» Record excerpts
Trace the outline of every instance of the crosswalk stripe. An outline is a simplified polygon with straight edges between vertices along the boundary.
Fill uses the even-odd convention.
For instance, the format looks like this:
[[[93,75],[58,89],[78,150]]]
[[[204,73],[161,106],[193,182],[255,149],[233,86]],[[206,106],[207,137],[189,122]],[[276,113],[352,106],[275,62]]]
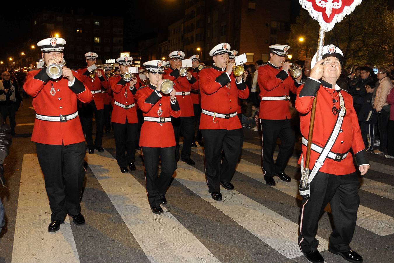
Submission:
[[[243,149],[261,156],[261,146],[244,142]],[[277,153],[274,154],[274,155],[277,155]],[[299,164],[297,163],[298,160],[297,158],[292,156],[289,160],[288,164],[292,166],[299,168]],[[378,166],[379,165],[379,164],[377,164],[375,166]],[[371,170],[374,170],[375,168],[375,167],[373,167],[371,165]],[[361,179],[359,188],[362,190],[394,200],[394,187],[391,185],[363,177]]]
[[[193,148],[193,150],[201,155],[204,155],[202,149],[199,147]],[[261,167],[259,165],[241,159],[236,170],[259,182],[266,183]],[[276,185],[272,187],[293,197],[302,199],[298,193],[299,181],[293,179],[290,183],[285,183],[280,180],[275,181]],[[325,210],[331,213],[329,204]],[[394,218],[363,205],[359,207],[356,224],[382,236],[394,233]]]
[[[298,225],[235,190],[221,189],[223,201],[213,200],[204,173],[182,162],[175,179],[288,258],[302,256],[297,241]],[[320,251],[328,242],[316,236]]]
[[[51,211],[36,154],[23,155],[12,252],[13,262],[79,262],[68,216],[48,231]]]
[[[148,258],[152,262],[219,262],[173,216],[155,215],[145,188],[130,173],[122,173],[113,157],[87,156],[89,167]]]

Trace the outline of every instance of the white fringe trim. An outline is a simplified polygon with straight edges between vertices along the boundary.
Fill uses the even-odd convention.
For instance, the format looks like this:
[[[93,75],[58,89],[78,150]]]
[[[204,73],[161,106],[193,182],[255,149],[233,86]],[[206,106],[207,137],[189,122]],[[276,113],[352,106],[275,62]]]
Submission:
[[[309,12],[309,14],[315,20],[319,22],[320,26],[326,32],[328,32],[334,28],[334,26],[336,23],[339,23],[342,21],[342,20],[345,18],[347,15],[349,15],[354,11],[356,6],[359,5],[362,0],[354,0],[353,3],[350,6],[345,6],[344,8],[343,11],[340,14],[336,14],[334,17],[334,19],[331,23],[327,23],[323,18],[323,15],[320,12],[318,12],[313,9],[312,6],[311,1],[316,1],[317,2],[319,0],[299,0],[300,4],[302,8]],[[332,2],[332,0],[325,0],[326,2]],[[340,0],[340,2],[342,2],[342,1]],[[324,8],[325,9],[325,8]]]

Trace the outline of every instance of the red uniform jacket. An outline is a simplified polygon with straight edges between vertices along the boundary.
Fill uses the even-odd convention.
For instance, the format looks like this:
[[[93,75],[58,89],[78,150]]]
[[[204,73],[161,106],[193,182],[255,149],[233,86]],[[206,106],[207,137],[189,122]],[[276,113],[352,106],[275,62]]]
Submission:
[[[152,85],[142,87],[137,91],[136,97],[144,117],[158,118],[159,106],[163,112],[161,117],[177,118],[180,116],[180,108],[177,101],[171,103],[169,95],[158,95]],[[161,96],[160,96],[160,95]],[[161,106],[160,104],[161,104]],[[165,148],[175,145],[174,128],[171,121],[158,123],[145,121],[141,127],[139,146]]]
[[[101,73],[101,76],[99,77],[96,73],[96,77],[91,78],[89,77],[89,71],[87,68],[80,69],[78,70],[78,73],[81,75],[81,81],[91,91],[101,90],[101,87],[104,90],[108,89],[108,82],[105,76],[104,71],[100,69],[97,69],[97,72],[100,71]],[[94,93],[92,94],[93,100],[96,104],[97,110],[102,110],[104,108],[104,101],[102,94],[101,92]]]
[[[49,78],[46,68],[28,73],[23,89],[33,97],[33,106],[36,114],[46,116],[60,116],[77,111],[77,101],[89,103],[92,94],[80,80],[80,76],[72,71],[74,84],[69,87],[69,80],[61,77],[56,80]],[[51,94],[52,85],[56,93]],[[54,94],[52,91],[52,94]],[[85,141],[79,117],[65,122],[50,121],[36,119],[32,135],[33,142],[45,144],[68,145]]]
[[[131,105],[134,104],[134,106],[127,109],[113,104],[112,109],[112,115],[111,117],[111,121],[117,123],[126,123],[127,118],[127,121],[129,123],[137,123],[138,119],[137,117],[136,107],[135,106],[135,100],[134,95],[137,92],[137,88],[135,86],[132,89],[130,88],[130,82],[126,82],[122,78],[121,75],[114,76],[110,78],[108,80],[111,90],[113,95],[115,101],[125,105]],[[127,97],[125,95],[127,91]]]
[[[214,65],[200,71],[201,109],[221,114],[234,113],[238,109],[238,98],[246,99],[249,97],[249,89],[243,80],[239,84],[236,84],[233,75],[229,79],[225,69]],[[216,118],[214,120],[212,116],[201,114],[201,130],[234,130],[241,128],[240,119],[236,116],[229,119]]]
[[[195,84],[198,85],[198,89],[193,90],[192,89],[190,90],[190,97],[191,97],[191,101],[193,104],[199,104],[201,102],[201,95],[200,94],[200,85],[199,78],[199,71],[197,67],[193,69],[191,71],[191,75],[195,78],[197,81],[195,82]]]
[[[178,69],[173,69],[171,67],[164,70],[164,74],[163,78],[171,80],[174,82],[174,88],[177,92],[190,92],[190,90],[195,90],[199,89],[198,82],[192,75],[191,78],[189,80],[186,76],[181,77],[179,76],[179,72]],[[191,117],[194,116],[194,110],[193,108],[193,103],[190,95],[176,95],[177,100],[179,104],[179,106],[182,110],[180,117]]]
[[[324,147],[328,140],[334,129],[338,115],[332,112],[333,97],[327,90],[333,94],[331,84],[322,80],[322,84],[327,87],[327,90],[319,82],[309,78],[305,84],[301,86],[297,92],[296,100],[296,108],[300,113],[300,122],[301,132],[303,136],[308,139],[310,121],[311,109],[316,91],[318,93],[316,107],[316,115],[314,126],[312,142],[318,146]],[[335,153],[345,153],[351,149],[355,154],[356,159],[359,165],[368,163],[368,159],[364,150],[364,143],[361,137],[361,133],[359,126],[357,114],[353,107],[351,96],[344,91],[340,91],[344,98],[344,106],[346,109],[346,115],[343,118],[341,130],[338,133],[331,151]],[[333,95],[335,98],[338,94],[336,91]],[[337,108],[339,108],[339,97],[335,99]],[[305,160],[306,156],[307,147],[302,145],[302,152]],[[319,153],[313,150],[311,151],[309,169],[312,169]],[[298,163],[301,162],[301,158]],[[335,161],[327,158],[320,171],[341,175],[348,174],[355,171],[353,163],[353,158],[349,153],[346,158],[340,162]]]
[[[299,86],[287,73],[269,62],[258,67],[258,81],[262,97],[288,96],[291,91],[297,92]],[[292,118],[288,101],[260,101],[258,117],[264,119]]]

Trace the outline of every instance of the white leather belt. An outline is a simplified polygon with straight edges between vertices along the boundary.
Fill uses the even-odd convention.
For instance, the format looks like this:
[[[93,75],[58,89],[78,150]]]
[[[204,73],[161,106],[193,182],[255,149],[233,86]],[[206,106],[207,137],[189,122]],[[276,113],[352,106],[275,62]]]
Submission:
[[[190,95],[190,92],[185,92],[185,91],[182,91],[182,92],[175,92],[175,95],[182,95],[182,96],[184,96],[185,95]]]
[[[131,105],[124,105],[122,103],[119,103],[116,101],[115,101],[115,102],[113,103],[113,104],[115,104],[115,105],[118,105],[119,107],[121,107],[122,108],[125,108],[125,110],[129,109],[130,108],[132,108],[133,107],[134,107],[135,106],[136,106],[135,103],[133,103]]]
[[[42,121],[60,121],[66,122],[67,121],[72,119],[78,116],[78,112],[76,112],[72,114],[69,115],[59,115],[59,116],[46,116],[35,114],[35,118]]]
[[[167,121],[171,121],[171,118],[170,117],[161,117],[160,118],[156,118],[154,117],[144,117],[144,120],[147,121],[154,121],[155,122],[157,122],[158,123],[164,123]]]
[[[308,140],[303,137],[302,137],[302,144],[305,146],[308,145]],[[312,143],[312,146],[311,146],[311,149],[319,153],[321,153],[322,151],[323,151],[323,148],[320,147],[318,145],[315,144],[313,143]],[[330,151],[328,153],[327,157],[330,159],[333,159],[335,161],[340,162],[341,160],[346,158],[348,154],[349,154],[349,151],[348,151],[347,153],[335,153]]]
[[[225,119],[229,119],[232,117],[237,116],[236,112],[234,112],[234,113],[228,113],[227,114],[221,114],[220,113],[216,113],[216,112],[212,112],[205,110],[202,110],[201,112],[204,114],[206,114],[207,115],[213,116],[215,118],[217,117],[218,118],[224,118]]]
[[[288,101],[290,96],[281,96],[280,97],[264,97],[261,98],[262,101]]]

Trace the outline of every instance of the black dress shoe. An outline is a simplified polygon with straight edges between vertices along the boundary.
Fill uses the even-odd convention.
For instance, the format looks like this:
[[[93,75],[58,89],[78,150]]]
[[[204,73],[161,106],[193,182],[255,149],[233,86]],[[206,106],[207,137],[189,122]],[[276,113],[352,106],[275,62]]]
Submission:
[[[212,199],[217,201],[220,201],[223,200],[221,194],[219,192],[214,192],[213,193],[211,193],[211,195],[212,196]]]
[[[275,186],[276,185],[276,183],[275,183],[275,180],[272,177],[269,177],[268,176],[264,176],[264,179],[266,180],[266,183],[267,183],[267,185]]]
[[[189,165],[194,165],[196,164],[195,162],[190,158],[188,158],[187,159],[181,159],[181,160]]]
[[[357,252],[350,250],[347,252],[336,252],[332,249],[328,249],[328,251],[335,255],[339,255],[344,259],[349,262],[362,262],[362,257],[360,256]]]
[[[317,250],[308,251],[303,252],[304,256],[307,259],[311,262],[317,263],[318,262],[324,262],[324,259],[322,256],[320,254]]]
[[[56,232],[60,228],[61,223],[59,220],[54,220],[51,221],[48,226],[48,232]]]
[[[223,182],[221,182],[220,184],[222,185],[225,189],[228,190],[230,190],[230,191],[232,191],[234,190],[234,186],[232,185],[231,183],[224,183]]]
[[[130,170],[134,171],[136,170],[136,165],[134,162],[130,162],[128,164],[128,168],[130,168]]]
[[[154,214],[161,214],[163,213],[163,209],[162,209],[160,206],[152,206],[151,207],[151,209],[152,209],[152,211],[153,212]]]
[[[82,214],[80,213],[78,215],[72,216],[72,222],[77,226],[83,226],[85,224],[85,218]]]
[[[161,196],[160,197],[160,203],[162,205],[165,205],[167,203],[167,200],[165,199],[165,196]]]
[[[276,173],[275,175],[285,182],[290,182],[292,181],[290,177],[284,173]]]

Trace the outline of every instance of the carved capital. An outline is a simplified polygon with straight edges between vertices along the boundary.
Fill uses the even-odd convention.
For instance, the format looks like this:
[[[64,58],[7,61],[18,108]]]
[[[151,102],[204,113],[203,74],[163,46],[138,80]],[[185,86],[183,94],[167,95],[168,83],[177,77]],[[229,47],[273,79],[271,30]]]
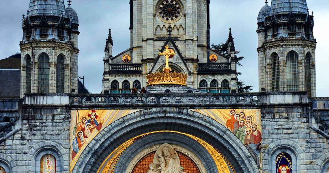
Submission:
[[[39,65],[38,62],[33,62],[33,66],[35,67],[37,67]]]
[[[266,66],[268,69],[270,69],[272,68],[272,62],[266,62]]]
[[[310,66],[311,68],[315,68],[315,62],[311,62],[310,63]]]
[[[287,65],[287,61],[286,60],[282,60],[282,66],[285,67]]]
[[[65,70],[68,70],[70,69],[69,64],[64,64],[64,69]]]
[[[26,64],[22,64],[22,65],[21,65],[21,69],[22,70],[26,70]]]

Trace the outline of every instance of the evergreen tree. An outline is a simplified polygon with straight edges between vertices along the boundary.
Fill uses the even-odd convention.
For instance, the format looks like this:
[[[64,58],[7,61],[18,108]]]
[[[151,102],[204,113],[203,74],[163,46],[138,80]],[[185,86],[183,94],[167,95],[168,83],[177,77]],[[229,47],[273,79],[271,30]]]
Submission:
[[[226,57],[228,57],[229,56],[231,56],[231,53],[229,54],[228,52],[228,43],[226,41],[225,43],[219,44],[217,45],[213,44],[212,45],[212,47],[213,49],[214,50],[220,52],[222,54],[224,55],[224,56]],[[240,53],[240,51],[235,51],[235,55],[237,55]],[[231,62],[233,61],[236,61],[237,62],[237,64],[239,65],[239,66],[242,66],[242,65],[240,63],[240,61],[244,59],[244,57],[237,57],[235,59],[231,59]],[[241,74],[242,73],[240,72],[237,72],[237,75],[238,76]],[[249,92],[251,90],[252,90],[252,89],[251,88],[251,87],[253,86],[251,85],[244,85],[244,82],[243,81],[238,81],[238,92]]]

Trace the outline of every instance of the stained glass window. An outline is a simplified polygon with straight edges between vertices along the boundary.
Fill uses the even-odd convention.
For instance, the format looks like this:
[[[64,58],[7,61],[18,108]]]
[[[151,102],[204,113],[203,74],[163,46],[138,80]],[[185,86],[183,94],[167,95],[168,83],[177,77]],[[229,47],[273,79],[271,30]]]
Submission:
[[[230,92],[230,84],[228,81],[224,79],[220,84],[220,93],[229,93]]]
[[[40,160],[41,173],[56,173],[56,158],[52,155],[46,154]]]
[[[311,84],[311,55],[309,53],[306,54],[305,57],[305,87],[309,97],[312,97]]]
[[[214,79],[210,82],[210,92],[212,93],[218,93],[219,92],[218,88],[218,82]]]
[[[115,80],[112,81],[112,83],[111,83],[111,93],[118,94],[120,93],[120,91],[119,89],[119,83]]]
[[[287,55],[287,91],[298,91],[298,55],[290,52]]]
[[[29,55],[26,57],[26,78],[25,81],[25,93],[31,93],[31,80],[32,72],[31,57]]]
[[[136,88],[136,89],[140,89],[141,87],[140,83],[139,82],[139,81],[137,80],[134,81],[134,83],[133,83],[133,88]]]
[[[56,93],[64,93],[64,57],[60,55],[57,57],[56,67]]]
[[[202,92],[208,92],[208,84],[205,80],[201,80],[199,84],[199,89]]]
[[[279,65],[279,56],[274,53],[271,56],[272,59],[272,91],[280,91],[280,67]]]
[[[276,173],[291,173],[292,169],[291,157],[286,153],[281,153],[275,160]]]
[[[49,93],[49,57],[43,53],[38,59],[38,93]]]
[[[127,80],[125,80],[122,84],[122,93],[125,92],[130,92],[130,84]]]

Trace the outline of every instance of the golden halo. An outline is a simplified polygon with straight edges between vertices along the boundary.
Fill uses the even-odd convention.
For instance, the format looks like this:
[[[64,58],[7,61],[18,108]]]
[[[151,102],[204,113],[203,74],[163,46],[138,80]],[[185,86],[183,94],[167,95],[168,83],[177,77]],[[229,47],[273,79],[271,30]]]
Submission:
[[[256,123],[254,123],[251,124],[251,127],[252,127],[252,126],[253,126],[254,125],[256,126],[256,127],[257,127],[256,128],[256,130],[258,130],[258,128],[259,128],[259,126],[258,125],[258,124]]]

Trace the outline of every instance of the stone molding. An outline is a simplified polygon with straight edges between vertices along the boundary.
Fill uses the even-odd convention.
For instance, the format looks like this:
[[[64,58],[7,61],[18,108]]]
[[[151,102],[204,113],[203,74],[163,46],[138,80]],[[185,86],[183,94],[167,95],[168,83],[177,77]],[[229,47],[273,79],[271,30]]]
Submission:
[[[64,167],[63,163],[69,161],[68,151],[68,150],[65,149],[57,142],[52,141],[43,141],[35,145],[30,150],[27,154],[27,157],[28,158],[27,160],[31,161],[31,170],[32,172],[35,172],[38,171],[38,167],[35,165],[37,164],[39,165],[39,159],[41,157],[44,155],[43,154],[46,154],[51,152],[50,154],[56,158],[58,165],[56,167],[57,169],[57,168],[60,169],[60,170],[59,171],[60,172],[67,171],[69,168],[67,166]],[[39,159],[39,161],[38,163],[37,163],[38,162],[38,159]],[[39,169],[39,170],[40,168]]]
[[[273,163],[271,162],[273,161],[273,157],[276,157],[276,155],[274,156],[273,155],[275,155],[276,152],[277,152],[279,150],[282,149],[287,149],[293,152],[296,157],[297,172],[300,172],[300,167],[302,164],[301,159],[302,158],[306,158],[307,157],[303,149],[297,143],[292,140],[288,139],[281,139],[272,142],[268,145],[264,152],[263,162],[267,162],[267,165],[269,165],[268,172],[272,172],[273,171],[270,165],[272,165]],[[292,157],[293,157],[292,156],[291,156]]]
[[[18,173],[16,170],[16,163],[15,160],[10,156],[4,153],[0,152],[0,166],[5,168],[6,172]]]
[[[164,112],[165,110],[167,110],[165,113]],[[195,121],[196,120],[197,120],[197,122]],[[168,123],[173,124],[178,123],[181,125],[171,126],[168,126]],[[155,123],[158,125],[157,127],[153,125]],[[160,125],[162,123],[165,125]],[[100,153],[105,155],[109,154],[122,142],[129,139],[133,136],[135,137],[148,131],[172,130],[172,129],[184,131],[187,130],[184,127],[187,125],[191,126],[189,128],[194,129],[189,131],[189,134],[199,136],[199,137],[200,136],[206,135],[208,137],[203,136],[201,138],[216,139],[216,141],[213,140],[207,142],[222,150],[226,149],[227,151],[221,151],[224,155],[227,156],[227,158],[235,158],[236,161],[230,161],[230,162],[237,172],[259,172],[255,161],[246,148],[226,127],[199,113],[188,110],[173,108],[143,110],[127,115],[113,123],[101,132],[82,152],[72,172],[96,171],[98,168],[92,167],[92,166],[99,166],[104,161],[97,160],[99,159],[99,155]],[[185,130],[180,130],[178,128]],[[138,130],[136,130],[137,129]],[[122,134],[125,135],[123,136]],[[115,143],[113,143],[114,142]],[[94,151],[92,153],[90,151]],[[86,165],[85,164],[86,162],[89,164]]]
[[[158,146],[158,147],[164,143],[171,144],[178,149],[179,151],[189,156],[198,165],[202,173],[211,173],[216,170],[216,165],[213,160],[206,161],[212,158],[209,152],[194,139],[184,135],[173,133],[162,133],[150,135],[142,137],[133,143],[124,152],[116,165],[118,167],[122,167],[122,170],[125,171],[117,173],[131,172],[133,167],[140,159],[148,153],[156,151],[158,147],[156,146]],[[156,147],[152,147],[152,149],[150,150],[149,148],[153,146]],[[204,170],[203,171],[202,170]]]
[[[22,70],[26,70],[26,64],[22,64],[21,65],[21,69]]]

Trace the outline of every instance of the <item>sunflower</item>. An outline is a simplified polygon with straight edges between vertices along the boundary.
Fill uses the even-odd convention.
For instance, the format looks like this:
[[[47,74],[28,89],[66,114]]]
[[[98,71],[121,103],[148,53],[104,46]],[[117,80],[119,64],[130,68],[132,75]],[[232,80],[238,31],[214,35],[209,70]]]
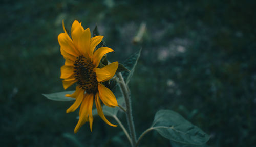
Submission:
[[[67,113],[74,111],[80,105],[79,119],[75,128],[75,133],[87,121],[89,121],[91,131],[92,131],[94,99],[99,116],[109,125],[117,126],[110,123],[105,117],[100,100],[109,107],[118,106],[115,95],[102,82],[108,81],[114,76],[118,67],[118,62],[113,62],[102,68],[97,68],[102,57],[114,50],[101,47],[94,51],[103,36],[91,38],[90,29],[84,30],[81,22],[75,20],[73,23],[71,32],[72,39],[66,31],[63,21],[62,26],[65,33],[58,35],[58,40],[60,52],[66,61],[65,65],[61,68],[60,78],[64,79],[62,83],[65,89],[77,83],[74,93],[66,95],[67,97],[76,99],[73,105],[67,110]]]

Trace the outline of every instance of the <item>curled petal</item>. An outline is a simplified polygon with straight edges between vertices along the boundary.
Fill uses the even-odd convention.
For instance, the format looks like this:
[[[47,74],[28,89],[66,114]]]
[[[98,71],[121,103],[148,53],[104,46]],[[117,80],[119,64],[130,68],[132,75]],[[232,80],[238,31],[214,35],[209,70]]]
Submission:
[[[101,47],[93,53],[93,64],[95,67],[98,67],[103,56],[108,53],[113,52],[114,50],[109,47]]]
[[[77,91],[77,93],[73,93],[77,95],[76,96],[76,101],[74,103],[70,106],[70,107],[66,111],[66,113],[70,113],[72,112],[74,112],[75,110],[78,108],[78,107],[80,106],[80,104],[81,104],[81,103],[82,103],[82,101],[83,100],[84,97],[84,90],[82,90],[82,89],[81,88],[77,88],[76,90],[76,91]],[[73,95],[72,95],[73,96]]]
[[[78,130],[80,129],[82,125],[84,124],[87,121],[88,121],[88,115],[89,115],[89,119],[90,120],[90,124],[92,125],[92,114],[91,117],[90,116],[91,114],[92,113],[92,108],[93,104],[93,97],[94,97],[94,94],[87,94],[86,93],[84,98],[81,104],[81,107],[80,108],[79,111],[79,120],[75,128],[74,132],[76,133]],[[90,127],[91,128],[91,127]],[[92,131],[92,128],[91,128]]]
[[[79,23],[77,20],[75,20],[71,27],[71,36],[73,42],[75,46],[78,48],[78,40],[82,35],[84,29],[81,25],[81,23]]]
[[[111,79],[118,67],[118,62],[114,62],[102,68],[95,68],[94,72],[97,75],[97,80],[99,82],[105,82]]]
[[[83,32],[78,39],[78,49],[80,50],[80,52],[85,56],[84,57],[89,57],[91,58],[91,57],[89,56],[90,40],[91,31],[88,28]]]
[[[69,86],[71,86],[73,84],[76,82],[75,78],[72,78],[70,79],[65,79],[62,80],[63,87],[64,89],[67,89]]]
[[[93,51],[94,51],[94,49],[95,48],[96,46],[98,45],[100,43],[100,42],[101,42],[103,37],[103,36],[96,36],[91,38],[89,50],[89,54],[90,55],[90,57],[93,56]]]
[[[74,74],[74,67],[73,66],[63,65],[60,68],[60,78],[66,79]]]
[[[111,107],[118,106],[116,97],[111,90],[100,83],[98,84],[98,89],[99,97],[104,104]]]
[[[101,105],[100,105],[100,102],[99,99],[99,93],[97,93],[95,95],[95,104],[96,105],[97,111],[98,111],[98,114],[99,116],[109,125],[113,126],[113,127],[117,127],[117,125],[113,125],[110,123],[109,120],[108,120],[104,115],[102,111],[102,108],[101,107]]]

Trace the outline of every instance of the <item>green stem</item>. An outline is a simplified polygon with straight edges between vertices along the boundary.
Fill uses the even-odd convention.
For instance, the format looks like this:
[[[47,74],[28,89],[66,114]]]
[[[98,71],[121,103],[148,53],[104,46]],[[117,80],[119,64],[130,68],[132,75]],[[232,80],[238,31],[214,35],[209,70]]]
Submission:
[[[142,133],[142,134],[141,134],[141,135],[140,135],[140,136],[139,138],[139,139],[138,139],[138,141],[137,141],[136,144],[135,145],[135,147],[137,147],[137,146],[138,146],[138,145],[139,145],[139,143],[140,143],[140,141],[141,140],[141,139],[142,139],[143,136],[145,135],[146,135],[146,133],[148,133],[148,132],[152,130],[153,129],[153,128],[152,128],[152,127],[150,128],[147,129],[147,130],[146,130],[146,131],[144,131],[144,132]]]
[[[127,132],[127,131],[126,131],[126,129],[125,129],[125,128],[124,128],[124,127],[123,127],[123,124],[122,124],[122,122],[121,122],[121,121],[120,121],[119,119],[118,119],[118,118],[117,118],[117,117],[116,117],[115,115],[113,115],[113,117],[114,118],[114,119],[115,119],[115,120],[116,120],[116,122],[117,122],[117,123],[118,124],[119,126],[121,127],[121,128],[122,128],[123,132],[124,132],[124,134],[125,134],[125,135],[126,135],[127,138],[128,138],[128,140],[129,140],[129,142],[131,143],[131,145],[132,145],[132,140],[131,139],[131,137],[130,137],[129,134],[128,134],[128,132]]]
[[[116,75],[119,79],[119,86],[121,88],[121,91],[123,94],[126,104],[126,115],[128,126],[130,128],[131,138],[132,138],[132,146],[135,146],[136,144],[136,134],[134,124],[133,120],[133,115],[132,114],[132,105],[131,104],[130,93],[129,89],[125,82],[123,80],[123,76],[120,72],[117,73]]]
[[[120,109],[122,109],[122,110],[123,110],[123,112],[126,113],[126,110],[125,110],[125,108],[123,108],[123,106],[119,105],[118,104],[118,107],[119,107]]]

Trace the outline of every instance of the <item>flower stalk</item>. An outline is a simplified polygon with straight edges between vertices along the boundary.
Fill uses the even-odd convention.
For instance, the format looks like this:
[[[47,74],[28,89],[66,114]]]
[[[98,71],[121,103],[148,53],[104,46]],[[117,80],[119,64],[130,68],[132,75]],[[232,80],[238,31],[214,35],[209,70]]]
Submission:
[[[116,73],[117,77],[118,77],[119,84],[122,91],[122,93],[124,98],[126,105],[126,119],[130,132],[131,138],[132,139],[132,146],[135,146],[137,142],[136,134],[133,119],[133,115],[132,114],[132,105],[131,103],[130,92],[128,86],[125,82],[123,80],[122,74],[120,72]]]

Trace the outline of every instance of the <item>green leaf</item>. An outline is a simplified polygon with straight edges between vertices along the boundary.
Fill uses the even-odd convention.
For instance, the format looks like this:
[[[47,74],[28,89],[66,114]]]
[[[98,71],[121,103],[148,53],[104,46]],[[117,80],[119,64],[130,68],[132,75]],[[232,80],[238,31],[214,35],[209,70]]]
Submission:
[[[175,141],[170,141],[170,144],[172,147],[207,147],[207,145],[206,144],[203,144],[200,145],[195,145],[187,144],[183,144],[181,143],[179,143]]]
[[[183,144],[201,145],[209,139],[209,136],[199,128],[169,110],[157,112],[152,129],[167,139]]]
[[[127,69],[123,64],[121,63],[118,63],[118,68],[117,68],[117,70],[116,70],[116,72],[119,72],[122,71],[128,71],[131,72],[128,69]]]
[[[119,106],[123,106],[124,104],[124,99],[122,97],[117,99],[117,103]],[[116,107],[115,108],[112,108],[110,107],[108,107],[105,105],[104,105],[102,107],[103,113],[105,116],[109,116],[113,117],[114,116],[116,116],[117,115],[117,113],[118,111],[120,110],[119,107]],[[93,110],[93,115],[97,116],[98,112],[97,111],[96,109]]]
[[[123,79],[126,83],[129,83],[130,79],[133,76],[133,72],[134,72],[134,69],[140,58],[141,52],[141,49],[132,55],[123,63],[123,66],[125,67],[126,69],[131,71],[131,72],[124,71],[122,74]]]
[[[65,95],[67,94],[71,94],[74,93],[75,91],[63,91],[57,93],[54,93],[51,94],[42,94],[46,98],[54,100],[54,101],[68,101],[76,100],[74,98],[66,97]]]

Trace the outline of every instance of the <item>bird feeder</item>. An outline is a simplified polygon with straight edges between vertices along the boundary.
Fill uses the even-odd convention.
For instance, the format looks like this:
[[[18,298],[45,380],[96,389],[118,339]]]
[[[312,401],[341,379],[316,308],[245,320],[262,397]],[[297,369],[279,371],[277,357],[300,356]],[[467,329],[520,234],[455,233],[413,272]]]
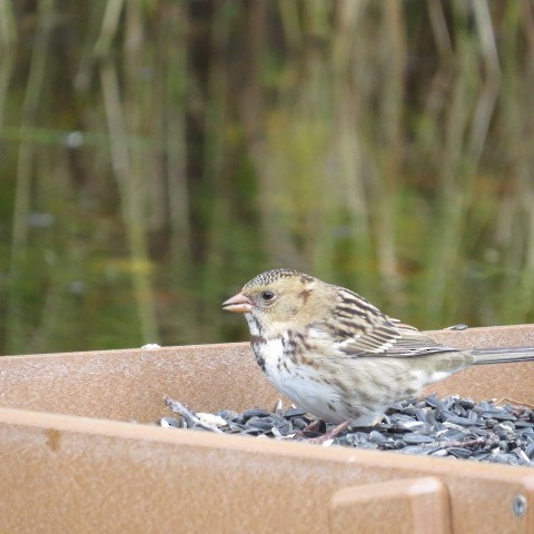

» Directive
Edit the data from the line that contains "Trace the outline of every instance of the <item>bird" through the end, replacing "convention" with "rule" and leaving everything else unchanged. Leave the picture out of your answer.

» Result for this exercise
Trace the outline of every instance of the <item>bird feeder</item>. An outline is a simplified polygon with straight edges between vertices along the boundary.
Fill uses the even-odd rule.
For instance, the format looks like this:
[[[18,298],[45,380],[96,389],[118,339]]]
[[[312,401],[341,379],[316,308],[245,320],[262,397]],[[297,369],[279,371],[277,357],[300,356]],[[467,329],[520,234],[455,233],[413,272]]]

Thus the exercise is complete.